▶ THE PROBLEM
Below is a set of records. Repeat all of them exactly.

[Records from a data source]

--- start ---

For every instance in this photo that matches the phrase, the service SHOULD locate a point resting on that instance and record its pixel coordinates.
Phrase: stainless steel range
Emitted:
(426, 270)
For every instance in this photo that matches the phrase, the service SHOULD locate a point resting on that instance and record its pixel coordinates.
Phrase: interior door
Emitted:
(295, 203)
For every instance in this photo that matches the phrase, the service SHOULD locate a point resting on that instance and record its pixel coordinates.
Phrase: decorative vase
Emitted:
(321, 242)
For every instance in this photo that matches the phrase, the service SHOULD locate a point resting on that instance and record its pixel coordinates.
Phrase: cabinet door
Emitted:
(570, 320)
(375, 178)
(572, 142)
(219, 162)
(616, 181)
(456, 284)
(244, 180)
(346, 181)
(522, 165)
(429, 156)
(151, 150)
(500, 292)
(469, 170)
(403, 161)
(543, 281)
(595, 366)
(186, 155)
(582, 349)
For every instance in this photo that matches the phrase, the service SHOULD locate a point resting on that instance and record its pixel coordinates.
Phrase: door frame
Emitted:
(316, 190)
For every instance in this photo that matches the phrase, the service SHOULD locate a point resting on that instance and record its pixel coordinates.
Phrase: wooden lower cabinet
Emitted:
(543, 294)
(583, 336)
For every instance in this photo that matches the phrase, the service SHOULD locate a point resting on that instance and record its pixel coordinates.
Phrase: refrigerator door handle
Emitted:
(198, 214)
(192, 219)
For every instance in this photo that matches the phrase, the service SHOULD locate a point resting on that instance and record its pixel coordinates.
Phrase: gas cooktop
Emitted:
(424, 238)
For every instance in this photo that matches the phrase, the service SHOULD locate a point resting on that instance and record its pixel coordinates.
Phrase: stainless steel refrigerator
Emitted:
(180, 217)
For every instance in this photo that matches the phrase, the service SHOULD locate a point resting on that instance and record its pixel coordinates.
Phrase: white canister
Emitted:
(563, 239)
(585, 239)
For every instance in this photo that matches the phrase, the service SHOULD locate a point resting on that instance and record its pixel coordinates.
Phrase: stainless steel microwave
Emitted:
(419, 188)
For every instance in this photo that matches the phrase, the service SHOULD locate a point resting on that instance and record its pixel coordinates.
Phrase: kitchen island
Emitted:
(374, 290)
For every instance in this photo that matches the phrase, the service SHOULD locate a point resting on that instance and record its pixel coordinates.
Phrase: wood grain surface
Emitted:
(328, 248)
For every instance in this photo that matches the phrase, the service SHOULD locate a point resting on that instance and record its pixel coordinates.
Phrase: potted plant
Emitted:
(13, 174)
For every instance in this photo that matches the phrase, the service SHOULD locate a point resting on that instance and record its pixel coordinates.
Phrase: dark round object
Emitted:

--- end ---

▶ ANSWER BELOW
For every instance in this photo that matches the phrase, the service SHOULD locate a point resting on that instance and record its pixel coordinates.
Phrase: stainless steel range
Emitted:
(426, 270)
For every instance in this photo that matches the phrase, the service SHOULD locate a point resting on that instance and record its pixel coordinates.
Phrase: interior door
Emitted:
(295, 203)
For every instance in this photo that matches the phrase, the service SHOULD locate a point resting on that instance and record its pixel coordinates.
Phrase: decorative vase
Emitted:
(321, 242)
For every instance in this photo that matches the phrase, the service SHOULD locate a point resting on that instance and record its pixel coordinates.
Phrase: cabinet door
Emitted:
(570, 320)
(375, 178)
(572, 142)
(219, 162)
(616, 181)
(456, 284)
(244, 180)
(346, 181)
(522, 165)
(429, 156)
(151, 150)
(500, 292)
(469, 170)
(403, 161)
(543, 281)
(595, 366)
(186, 155)
(582, 349)
For every instance in this photo that matches the phrase, the service SHOULD locate a point resting on that instance and record its pixel coordinates.
Phrase: door frame
Emitted:
(316, 190)
For every instance in this photo that matches the phrase, the service SHOULD locate a point resting on that instance and record its pixel coordinates.
Phrase: wooden lower cabinet
Emitted:
(543, 294)
(583, 336)
For every instance in this photo that matches the phrase, the service SHOULD locate a point resting on that instance and record its pixel coordinates.
Phrase: refrigerator door handle
Emitted:
(198, 214)
(192, 219)
For every instance in this photo that matches the phrase, the service SHOULD locate a point resting on that instance and record its pixel coordinates.
Phrase: gas cooktop
Emitted:
(424, 238)
For every instance in this photo that matches the phrase, the service SHOULD locate a point resting on that instance and record its pixel coordinates.
Phrase: stainless steel refrigerator
Emitted:
(180, 217)
For every instance in this photo that matches the phrase, the service SHOULD locate a point resting on that instance and record its pixel coordinates.
Phrase: white canister
Emitted:
(563, 239)
(585, 239)
For every instance in this photo that matches the phrase, the service SHOULD locate a point resting on that instance and record its pixel coordinates.
Phrase: stainless steel microwave
Emitted:
(419, 188)
For every instance in this photo that matches the phrase, the service SHOULD locate a point resting on that instance and record its pixel coordinates.
Phrase: kitchen island
Emitted:
(374, 290)
For every instance in this photo that matches the phrase, the service SHOULD locate a point resting on that instance and record its pixel coordinates.
Phrase: wood grain surface
Emitted:
(328, 248)
For every instance in this photo that matches the phrase, the service SHOULD locate a point resting on that instance and record its pixel coordinates.
Phrase: potted plant
Emitted:
(13, 174)
For every instance in this photo that matches the phrase, the service SHOULD locate a point resting on that instance and record its pixel coordinates.
Phrase: dark round object
Emitted:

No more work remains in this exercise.